■ EXCERPTED RECORDS ■
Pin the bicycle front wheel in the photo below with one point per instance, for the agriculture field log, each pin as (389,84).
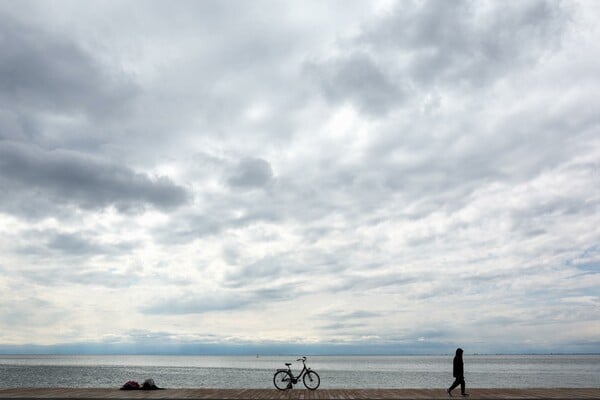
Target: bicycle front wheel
(311,380)
(282,380)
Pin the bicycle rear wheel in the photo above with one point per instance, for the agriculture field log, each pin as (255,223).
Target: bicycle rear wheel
(311,380)
(282,380)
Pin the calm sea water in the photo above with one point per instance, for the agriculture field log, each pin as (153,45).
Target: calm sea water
(335,371)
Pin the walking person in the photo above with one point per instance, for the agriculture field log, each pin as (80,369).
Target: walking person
(458,372)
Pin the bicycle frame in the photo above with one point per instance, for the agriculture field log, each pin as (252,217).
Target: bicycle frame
(296,378)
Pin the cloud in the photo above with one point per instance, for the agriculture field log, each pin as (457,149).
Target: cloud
(251,173)
(42,71)
(68,177)
(358,79)
(197,304)
(389,172)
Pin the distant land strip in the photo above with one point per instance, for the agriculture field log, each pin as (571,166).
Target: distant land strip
(297,394)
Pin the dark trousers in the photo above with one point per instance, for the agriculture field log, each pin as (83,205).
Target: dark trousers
(460,380)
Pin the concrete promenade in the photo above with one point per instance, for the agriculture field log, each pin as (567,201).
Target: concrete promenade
(296,394)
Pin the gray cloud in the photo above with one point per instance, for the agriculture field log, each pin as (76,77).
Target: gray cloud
(69,177)
(44,72)
(358,79)
(251,173)
(198,304)
(53,242)
(427,165)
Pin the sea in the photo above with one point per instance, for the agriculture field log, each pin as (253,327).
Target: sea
(110,371)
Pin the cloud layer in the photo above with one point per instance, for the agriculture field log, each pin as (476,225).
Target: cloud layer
(407,177)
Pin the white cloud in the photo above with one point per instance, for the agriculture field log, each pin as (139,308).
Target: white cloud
(419,173)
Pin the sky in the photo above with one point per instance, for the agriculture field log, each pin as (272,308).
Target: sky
(302,176)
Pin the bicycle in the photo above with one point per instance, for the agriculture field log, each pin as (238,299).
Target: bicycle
(284,378)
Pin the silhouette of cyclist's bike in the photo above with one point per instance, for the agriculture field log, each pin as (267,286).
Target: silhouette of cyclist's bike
(284,378)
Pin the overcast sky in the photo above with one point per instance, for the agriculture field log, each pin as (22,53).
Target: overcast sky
(390,176)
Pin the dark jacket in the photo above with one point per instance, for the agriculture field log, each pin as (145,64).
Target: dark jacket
(457,368)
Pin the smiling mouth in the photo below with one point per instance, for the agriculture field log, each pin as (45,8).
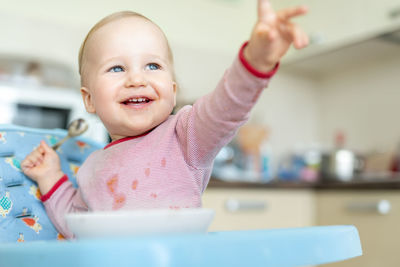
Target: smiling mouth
(137,101)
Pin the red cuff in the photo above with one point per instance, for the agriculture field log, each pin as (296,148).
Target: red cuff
(46,196)
(253,70)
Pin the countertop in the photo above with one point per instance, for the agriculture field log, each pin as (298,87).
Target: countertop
(357,184)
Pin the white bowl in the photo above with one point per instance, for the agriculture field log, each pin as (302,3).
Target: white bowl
(139,222)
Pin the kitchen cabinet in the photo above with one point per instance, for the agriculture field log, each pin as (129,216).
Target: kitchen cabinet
(245,209)
(376,214)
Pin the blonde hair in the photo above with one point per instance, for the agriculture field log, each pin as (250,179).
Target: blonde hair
(110,18)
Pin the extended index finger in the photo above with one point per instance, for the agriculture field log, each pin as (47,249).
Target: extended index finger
(265,11)
(291,12)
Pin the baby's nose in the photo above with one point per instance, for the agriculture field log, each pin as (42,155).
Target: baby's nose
(136,79)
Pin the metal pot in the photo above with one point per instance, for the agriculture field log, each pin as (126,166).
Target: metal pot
(339,165)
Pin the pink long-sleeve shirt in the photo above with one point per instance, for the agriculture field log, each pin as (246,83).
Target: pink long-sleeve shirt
(170,166)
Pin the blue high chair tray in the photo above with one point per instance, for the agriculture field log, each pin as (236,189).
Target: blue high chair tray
(281,247)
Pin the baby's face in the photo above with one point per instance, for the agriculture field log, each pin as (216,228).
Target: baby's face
(128,77)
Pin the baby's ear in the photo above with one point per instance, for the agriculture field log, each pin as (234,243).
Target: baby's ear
(87,100)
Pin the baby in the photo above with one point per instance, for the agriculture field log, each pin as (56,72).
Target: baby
(156,160)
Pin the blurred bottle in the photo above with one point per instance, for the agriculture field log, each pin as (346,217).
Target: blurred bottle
(340,163)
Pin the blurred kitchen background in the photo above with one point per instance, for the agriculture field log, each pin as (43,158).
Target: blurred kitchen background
(323,143)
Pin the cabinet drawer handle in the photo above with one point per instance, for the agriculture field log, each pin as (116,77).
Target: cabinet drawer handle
(382,206)
(236,205)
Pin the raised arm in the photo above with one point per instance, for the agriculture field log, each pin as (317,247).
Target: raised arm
(214,118)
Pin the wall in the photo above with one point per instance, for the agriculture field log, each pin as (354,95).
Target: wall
(364,103)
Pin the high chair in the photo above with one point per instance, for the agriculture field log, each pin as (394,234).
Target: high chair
(23,219)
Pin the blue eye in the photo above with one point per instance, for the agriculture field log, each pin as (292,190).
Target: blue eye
(116,69)
(153,66)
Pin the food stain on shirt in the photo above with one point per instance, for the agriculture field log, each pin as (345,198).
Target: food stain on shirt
(112,184)
(134,184)
(147,172)
(119,201)
(163,162)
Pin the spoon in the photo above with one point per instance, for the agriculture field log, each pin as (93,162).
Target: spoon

■ DIRECTIONS FOR THIS TASK ■
Could you repeat all of the entries exactly, without any of the images?

■ ANSWER SPACE ■
Pin the bicycle front wheel in the photo below with one point per instance, for the agriculture field log, each pin as (389,84).
Target: bicycle front wheel
(311,380)
(282,380)
Pin the bicycle rear wheel in the photo above with one point per instance, for the agriculture field log, each pin as (255,223).
Target: bicycle rear wheel
(311,380)
(282,380)
Pin the calm sea water in the photo above with one point per instance, for the agriculture field log, each pin as (153,45).
Target: calm sea water
(335,371)
Pin the walking person in the photo above with one point per instance, for the agriculture field log, each pin as (80,369).
Target: walking person
(458,372)
Pin the bicycle frame in the photo above with one point per instance, for the agriculture field log, each pin as (252,217).
Target: bicycle frame
(296,378)
Pin the cloud in the photo above with one point per instance, for the agriculture field log, each pin as (457,149).
Target: cloud
(251,173)
(42,71)
(68,177)
(358,79)
(197,304)
(389,172)
Pin the distant land strip in the photo above with one point per instance, for the agriculture field log, each pin as (571,166).
Target: distant land strip
(297,394)
Pin the dark trousers in the photo above with one point per instance, for the agriculture field log, each pin as (83,205).
Target: dark trousers
(460,380)
Pin the concrete promenade in the photo above with one point per instance, for the agriculture field log, each pin as (567,201).
Target: concrete promenade
(296,394)
Pin the gray cloud in the photo above with one point per instance, for the agriculture field log, each pin as (76,77).
Target: gray cloud
(69,177)
(44,72)
(358,79)
(251,173)
(198,304)
(53,242)
(427,165)
Pin the sea in the photo above with one point per instance, for the agriculture field log, each pin as (253,327).
Target: sea
(110,371)
Pin the cloud layer in the photo above with one point per instance, for the agriculture field log, each pin as (476,225).
Target: cloud layer
(407,177)
Pin the white cloud in the photo above with one point per instance, for the agriculture field log, each pin as (139,308).
Target: white cloud
(419,173)
Pin the sky in the photo above with one point per instance, for the agriculture field log, each pin as (272,308).
Target: sky
(302,176)
Pin the bicycle in the photo above with one point per instance, for the agriculture field log, each pin as (238,299).
Target: bicycle
(284,378)
Pin the silhouette of cyclist's bike in the photo above with one point per instance, for the agriculture field log, each pin as (267,286).
Target: silhouette of cyclist's bike
(284,378)
Pin the overcast sky in the photo above with one point per instance, for the agriculture field log, each pin as (22,53).
Target: overcast sky
(390,176)
Pin the dark jacket in the photo above with one point per instance, for the agriculture field log, each pin as (145,64).
Target: dark jacket
(457,368)
Pin the smiling mouth in the photo below with one point per instance, for the agriculture field log, each pin as (45,8).
Target: smiling mouth
(137,101)
Pin the red cuff in the photo above with one point per instance, for the agriculture field log, each pin as (296,148).
Target: red cuff
(46,196)
(253,70)
Pin the countertop in the photo above with one point per instance, for the agriculture field log, each pin as (298,87).
Target: countertop
(357,184)
Pin the white bowl in the photo above with one point per instance, for the agriculture field log, each pin as (302,3).
Target: white bowl
(139,222)
Pin the kitchen cabinet in the photo above with one point per instance, for the agriculture field log, each pin as (129,216).
Target: kitchen cabinet
(245,209)
(376,214)
Pin the blonde hair in the photo above with one point per instance, for the agriculture field log, each pin as (250,179).
Target: blonde hair
(110,18)
Pin the extended index finger in the photo above with one point per instance, for the agriculture field log, each pin as (47,249).
Target: extended index finger
(265,11)
(291,12)
Pin the baby's nose in the photo above with one point per instance, for the agriculture field log, each pin as (42,155).
Target: baby's nose
(136,79)
Pin the metal pot in the photo above with one point per instance, for the agriculture field log, each pin as (126,166).
Target: metal pot
(339,165)
Pin the pink long-sleeve shirt in the photo above with one point per instance, for the agriculture field log, each pin as (246,83).
Target: pink long-sleeve shirt
(170,166)
Pin the blue high chair tray in the photo above with one point per instance, for the agriculture field log, each pin as (236,189).
Target: blue high chair tray
(281,247)
Pin the baby's face in the photo above with one point per instance, for the agriculture field log, each pin as (216,228).
Target: baby's face
(128,77)
Pin the baby's ear in the photo above with one point per instance, for the agriculture field log, each pin as (234,243).
Target: baby's ear
(87,100)
Pin the baby in the photo above with one point per instance, for the agriculture field log, each pin as (56,72).
Target: baby
(156,160)
Pin the blurred bottle in the photo above with one point per instance, for the agriculture field log, each pin as (346,217).
Target: blurred bottle
(340,163)
Pin the blurred kitchen background in the photo above with one point per instance, for the agriculture field log, each pin as (43,158).
Target: blurred kitchen background
(323,143)
Pin the cabinet drawer handle in the photo above with one point per instance, for the agriculture field log, each pin as (116,77).
Target: cabinet drawer handle
(382,206)
(236,205)
Pin the raised arm in the photo above with one point per instance, for the agriculture field log, each pin as (317,247).
Target: raised arm
(214,118)
Pin the wall in the photo above with one point per instance, for the agriculture field log, each pin as (354,95).
Target: wall
(364,103)
Pin the high chair in the photo above with one point per instance, for the agriculture field log, each pin as (394,234).
Target: high chair
(23,219)
Pin the blue eye in the photo above with one point per instance, for the agriculture field log, each pin as (292,190).
Target: blue eye
(116,69)
(153,66)
Pin the food stain on shirt in the photo above with one point per instance, for the agriculture field log, each pin as (345,198).
Target: food stain on shirt
(112,184)
(134,184)
(147,172)
(119,201)
(163,162)
Pin the spoon in the photo above with one point per instance, for the agriculture field log, each pin as (93,162).
Target: spoon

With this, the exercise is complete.